Task objective → Please scale the records below, starting at the line that contains "point: blue water background" and continuing through the end of the records, both ends included. Reproduce every line in that span, requests included unchanged, but multiply each coordinate in the answers by 0.8 and round to the nearest whole number, with halves rounding up.

Dataset rows →
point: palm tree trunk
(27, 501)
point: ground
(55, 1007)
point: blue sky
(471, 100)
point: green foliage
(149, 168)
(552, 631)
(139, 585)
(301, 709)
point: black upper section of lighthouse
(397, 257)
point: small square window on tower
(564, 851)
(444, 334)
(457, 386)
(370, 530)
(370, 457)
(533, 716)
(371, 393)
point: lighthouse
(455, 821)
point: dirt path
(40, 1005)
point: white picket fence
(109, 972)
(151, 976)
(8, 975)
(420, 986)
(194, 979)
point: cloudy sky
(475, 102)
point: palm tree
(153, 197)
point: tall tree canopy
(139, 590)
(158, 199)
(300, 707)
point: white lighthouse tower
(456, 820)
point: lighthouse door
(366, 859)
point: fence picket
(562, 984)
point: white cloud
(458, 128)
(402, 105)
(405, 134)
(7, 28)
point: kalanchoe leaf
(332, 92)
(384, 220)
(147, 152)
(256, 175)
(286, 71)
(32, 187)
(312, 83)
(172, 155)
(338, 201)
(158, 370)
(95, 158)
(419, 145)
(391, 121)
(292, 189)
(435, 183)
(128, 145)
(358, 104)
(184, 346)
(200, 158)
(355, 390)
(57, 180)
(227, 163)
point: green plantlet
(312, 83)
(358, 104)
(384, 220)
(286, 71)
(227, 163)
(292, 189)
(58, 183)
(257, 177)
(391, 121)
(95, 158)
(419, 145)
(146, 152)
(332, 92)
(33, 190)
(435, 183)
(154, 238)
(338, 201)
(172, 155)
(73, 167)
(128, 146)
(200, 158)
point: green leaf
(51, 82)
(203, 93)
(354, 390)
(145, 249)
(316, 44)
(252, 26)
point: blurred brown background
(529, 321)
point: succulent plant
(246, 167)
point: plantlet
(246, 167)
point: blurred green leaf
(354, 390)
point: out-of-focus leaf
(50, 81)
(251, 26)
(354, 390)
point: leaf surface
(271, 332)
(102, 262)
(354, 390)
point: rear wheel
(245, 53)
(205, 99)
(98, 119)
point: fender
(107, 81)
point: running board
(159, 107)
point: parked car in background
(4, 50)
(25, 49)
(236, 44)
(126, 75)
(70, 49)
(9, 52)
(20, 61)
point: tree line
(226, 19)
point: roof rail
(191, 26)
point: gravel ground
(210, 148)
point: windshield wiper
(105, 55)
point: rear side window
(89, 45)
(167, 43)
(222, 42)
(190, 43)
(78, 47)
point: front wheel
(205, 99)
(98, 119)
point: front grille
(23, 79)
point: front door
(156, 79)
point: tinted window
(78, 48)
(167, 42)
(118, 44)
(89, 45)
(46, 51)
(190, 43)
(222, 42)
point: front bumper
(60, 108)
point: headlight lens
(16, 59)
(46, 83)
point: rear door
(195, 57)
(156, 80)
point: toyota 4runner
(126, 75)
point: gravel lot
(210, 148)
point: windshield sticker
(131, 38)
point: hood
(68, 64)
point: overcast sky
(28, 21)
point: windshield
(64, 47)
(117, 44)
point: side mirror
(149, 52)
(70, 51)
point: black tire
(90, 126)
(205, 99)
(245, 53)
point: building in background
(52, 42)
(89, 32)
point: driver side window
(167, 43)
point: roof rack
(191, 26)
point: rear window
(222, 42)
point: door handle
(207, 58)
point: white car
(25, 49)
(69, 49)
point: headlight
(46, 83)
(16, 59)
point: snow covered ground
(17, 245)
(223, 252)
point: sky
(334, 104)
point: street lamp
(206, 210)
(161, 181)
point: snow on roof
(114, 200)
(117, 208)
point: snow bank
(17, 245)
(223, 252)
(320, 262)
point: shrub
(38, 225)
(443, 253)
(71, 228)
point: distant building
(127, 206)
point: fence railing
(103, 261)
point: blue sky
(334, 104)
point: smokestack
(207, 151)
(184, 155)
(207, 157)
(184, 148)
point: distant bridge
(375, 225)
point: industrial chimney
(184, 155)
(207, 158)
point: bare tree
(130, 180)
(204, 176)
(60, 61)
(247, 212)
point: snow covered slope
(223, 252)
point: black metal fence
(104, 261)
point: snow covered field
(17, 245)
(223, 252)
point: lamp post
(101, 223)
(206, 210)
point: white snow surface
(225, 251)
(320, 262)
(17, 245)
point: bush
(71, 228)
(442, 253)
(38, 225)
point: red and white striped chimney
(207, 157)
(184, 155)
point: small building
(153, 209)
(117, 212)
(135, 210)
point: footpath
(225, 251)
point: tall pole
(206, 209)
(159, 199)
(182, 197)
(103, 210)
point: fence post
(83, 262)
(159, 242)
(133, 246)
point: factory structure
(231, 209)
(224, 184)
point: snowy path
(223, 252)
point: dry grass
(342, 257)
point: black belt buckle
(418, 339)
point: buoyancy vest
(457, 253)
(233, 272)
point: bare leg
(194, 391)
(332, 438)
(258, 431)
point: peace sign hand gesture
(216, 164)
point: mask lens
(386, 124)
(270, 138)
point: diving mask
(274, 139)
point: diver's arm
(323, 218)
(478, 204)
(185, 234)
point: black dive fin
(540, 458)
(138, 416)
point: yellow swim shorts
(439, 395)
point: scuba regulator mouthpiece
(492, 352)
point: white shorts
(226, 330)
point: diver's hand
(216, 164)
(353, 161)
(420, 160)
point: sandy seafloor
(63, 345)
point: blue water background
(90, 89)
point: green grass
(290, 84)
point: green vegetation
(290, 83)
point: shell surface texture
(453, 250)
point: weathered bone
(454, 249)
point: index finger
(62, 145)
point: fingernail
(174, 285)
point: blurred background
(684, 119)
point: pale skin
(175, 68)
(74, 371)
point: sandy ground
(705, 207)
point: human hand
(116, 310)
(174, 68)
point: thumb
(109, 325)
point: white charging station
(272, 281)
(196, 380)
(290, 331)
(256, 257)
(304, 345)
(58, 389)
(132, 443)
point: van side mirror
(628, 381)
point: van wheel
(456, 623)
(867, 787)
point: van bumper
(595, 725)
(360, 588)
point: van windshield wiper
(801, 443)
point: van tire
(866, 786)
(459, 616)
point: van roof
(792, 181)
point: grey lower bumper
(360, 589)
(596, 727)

Output below →
point: blue water background
(72, 71)
point: green grass
(232, 67)
point: green vegetation
(232, 66)
point: shell surface texture
(362, 200)
point: weathered bone
(363, 199)
point: index finger
(50, 116)
point: fingernail
(139, 228)
point: blurred background
(547, 95)
point: pale skin
(140, 54)
(59, 297)
point: sandy ground
(564, 166)
point: human hand
(93, 248)
(139, 54)
point: thumb
(87, 260)
point: white charging station
(218, 225)
(157, 304)
(232, 265)
(205, 206)
(243, 276)
(46, 311)
(106, 354)
point: van side mirror
(502, 305)
point: van wheel
(365, 498)
(694, 630)
point: van bumper
(476, 580)
(288, 470)
point: van windshield wiper
(641, 354)
point: van tire
(693, 629)
(367, 493)
point: van roof
(634, 145)
point: grey lower bumper
(288, 471)
(477, 582)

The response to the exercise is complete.